Before repeating the entries below, strip out every picture and keep all else as it is.
*** Opening of Material to process ***
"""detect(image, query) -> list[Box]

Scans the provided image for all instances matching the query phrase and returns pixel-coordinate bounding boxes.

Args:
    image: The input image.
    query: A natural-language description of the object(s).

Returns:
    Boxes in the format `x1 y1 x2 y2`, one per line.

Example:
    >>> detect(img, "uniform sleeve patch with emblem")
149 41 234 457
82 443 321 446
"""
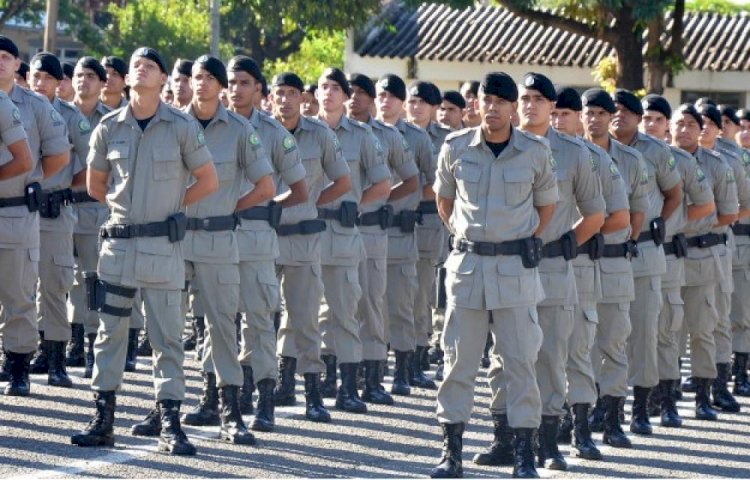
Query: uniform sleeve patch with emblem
590 153 598 170
667 155 676 170
728 168 736 183
640 168 649 185
743 151 750 167
696 167 706 182
549 155 557 171
197 130 206 145
610 162 621 178
283 135 296 152
374 138 383 155
249 132 261 149
402 137 410 151
50 109 63 125
79 118 91 133
11 108 21 125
*** Close of Material to process ***
Answer space
"""detect(image, query) -> list[Box]

Scans the provided image for all instances matching the query phrase and returns pixel-coordinate bounding boxes.

Args:
    image: The input image.
    query: A natural-language description of the object(s).

Returns:
    Boxes in the format `x1 y1 x2 y2`, one per line.

Example:
    >>> detect(img, "uniform sleeve patch with emblem")
149 41 234 457
82 443 321 446
"""
Query: uniform sleeve patch with emblem
590 153 598 170
667 155 676 170
728 168 736 183
640 168 649 185
743 151 750 167
696 167 706 182
549 155 557 171
197 130 206 145
610 162 621 178
283 135 296 152
374 138 383 155
249 132 261 149
402 137 410 151
50 109 63 125
79 118 91 133
11 108 21 125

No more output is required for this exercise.